:: Work to be completed ::
Please give only the number of lines in the listing below that contain the word "succulent".

:: Dataset content ::
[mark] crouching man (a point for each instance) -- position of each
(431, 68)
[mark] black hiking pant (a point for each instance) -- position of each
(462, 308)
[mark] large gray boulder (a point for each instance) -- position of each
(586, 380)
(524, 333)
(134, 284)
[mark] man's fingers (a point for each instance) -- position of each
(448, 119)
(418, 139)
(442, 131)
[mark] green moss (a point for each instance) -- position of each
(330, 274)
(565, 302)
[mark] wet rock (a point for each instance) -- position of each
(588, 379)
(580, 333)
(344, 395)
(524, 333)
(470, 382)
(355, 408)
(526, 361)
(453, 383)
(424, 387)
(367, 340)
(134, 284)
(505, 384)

* * *

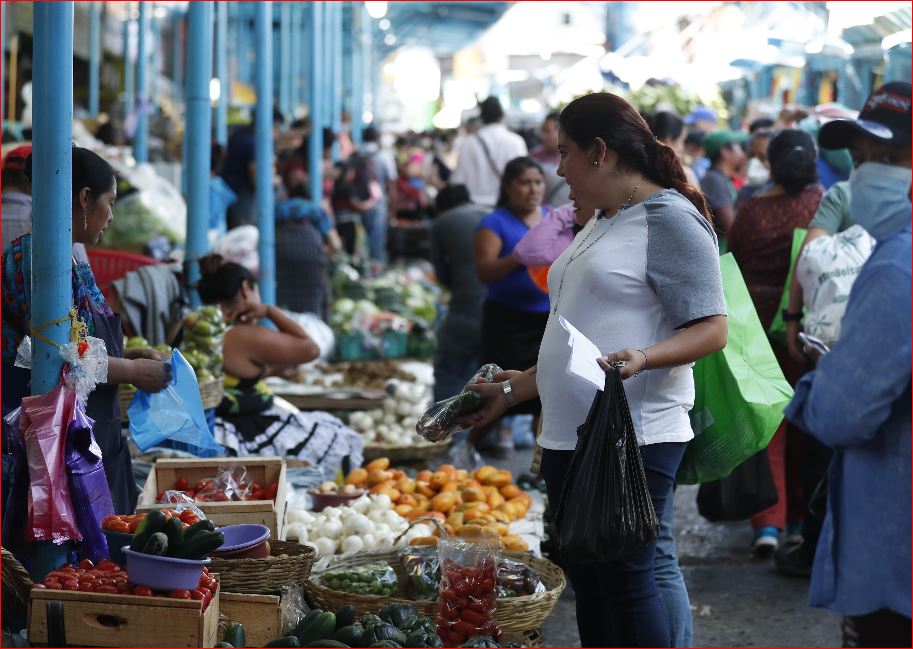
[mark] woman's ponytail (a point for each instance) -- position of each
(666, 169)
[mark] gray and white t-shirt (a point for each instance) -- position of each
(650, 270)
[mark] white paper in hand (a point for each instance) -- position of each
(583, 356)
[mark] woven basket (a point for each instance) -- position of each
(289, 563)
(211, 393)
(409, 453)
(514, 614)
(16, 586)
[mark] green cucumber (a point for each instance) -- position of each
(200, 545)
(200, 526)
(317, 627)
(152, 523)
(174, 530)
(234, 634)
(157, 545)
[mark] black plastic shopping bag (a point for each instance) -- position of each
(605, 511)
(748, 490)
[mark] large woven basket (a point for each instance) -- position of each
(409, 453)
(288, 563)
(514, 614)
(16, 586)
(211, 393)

---

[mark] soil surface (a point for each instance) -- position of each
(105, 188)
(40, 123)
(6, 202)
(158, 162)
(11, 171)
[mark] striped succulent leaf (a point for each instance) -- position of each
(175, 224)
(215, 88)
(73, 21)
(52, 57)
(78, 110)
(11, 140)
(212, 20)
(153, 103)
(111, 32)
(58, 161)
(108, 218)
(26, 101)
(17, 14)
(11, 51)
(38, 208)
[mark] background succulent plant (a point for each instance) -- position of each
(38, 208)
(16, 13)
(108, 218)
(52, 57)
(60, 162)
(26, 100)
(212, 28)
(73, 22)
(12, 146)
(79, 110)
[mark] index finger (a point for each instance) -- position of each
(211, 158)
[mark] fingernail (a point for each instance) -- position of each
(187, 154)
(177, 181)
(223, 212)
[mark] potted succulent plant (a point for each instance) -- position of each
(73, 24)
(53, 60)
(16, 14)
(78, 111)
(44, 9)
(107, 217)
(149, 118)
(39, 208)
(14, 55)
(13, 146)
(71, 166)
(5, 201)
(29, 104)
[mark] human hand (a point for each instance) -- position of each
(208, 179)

:: Task solution ::
3